INSTRUCTIONS FOR THE TASK —
Gather every line of the records below that contains the word "wooden", and copy each one out in full.

(Rows from a dataset)
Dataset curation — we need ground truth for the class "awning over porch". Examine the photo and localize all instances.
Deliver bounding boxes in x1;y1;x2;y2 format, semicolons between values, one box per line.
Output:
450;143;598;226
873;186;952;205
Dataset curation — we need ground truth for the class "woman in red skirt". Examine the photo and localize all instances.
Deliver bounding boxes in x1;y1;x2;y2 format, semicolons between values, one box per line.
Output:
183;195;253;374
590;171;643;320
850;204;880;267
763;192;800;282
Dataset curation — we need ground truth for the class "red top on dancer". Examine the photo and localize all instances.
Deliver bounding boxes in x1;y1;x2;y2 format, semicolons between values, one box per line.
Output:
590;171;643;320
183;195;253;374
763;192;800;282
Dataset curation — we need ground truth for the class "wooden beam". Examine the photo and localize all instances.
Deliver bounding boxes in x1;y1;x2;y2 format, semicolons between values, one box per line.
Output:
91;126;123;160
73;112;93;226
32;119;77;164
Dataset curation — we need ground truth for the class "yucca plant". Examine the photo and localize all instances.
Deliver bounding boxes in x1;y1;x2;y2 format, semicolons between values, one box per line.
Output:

--

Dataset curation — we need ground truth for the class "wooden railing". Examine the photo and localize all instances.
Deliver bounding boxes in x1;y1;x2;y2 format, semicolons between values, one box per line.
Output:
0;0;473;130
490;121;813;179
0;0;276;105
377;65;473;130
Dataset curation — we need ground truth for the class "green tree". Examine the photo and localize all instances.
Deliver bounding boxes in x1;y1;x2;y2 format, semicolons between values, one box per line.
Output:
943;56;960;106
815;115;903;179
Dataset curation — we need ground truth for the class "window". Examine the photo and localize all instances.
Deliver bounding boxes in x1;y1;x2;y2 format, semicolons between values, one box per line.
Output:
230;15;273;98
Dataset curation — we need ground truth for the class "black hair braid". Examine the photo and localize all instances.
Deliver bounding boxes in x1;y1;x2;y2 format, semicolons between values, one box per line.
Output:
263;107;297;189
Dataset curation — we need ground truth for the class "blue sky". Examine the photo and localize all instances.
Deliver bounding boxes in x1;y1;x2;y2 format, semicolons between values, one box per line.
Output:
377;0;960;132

OUTPUT FOR THIS EXERCISE —
Dataset curation — we need ground truth for the class "wooden beam". Examine the photo and localize all instances.
Dataset curation — we need ground truth for the class "wooden railing". Examine the photo and localize all instances.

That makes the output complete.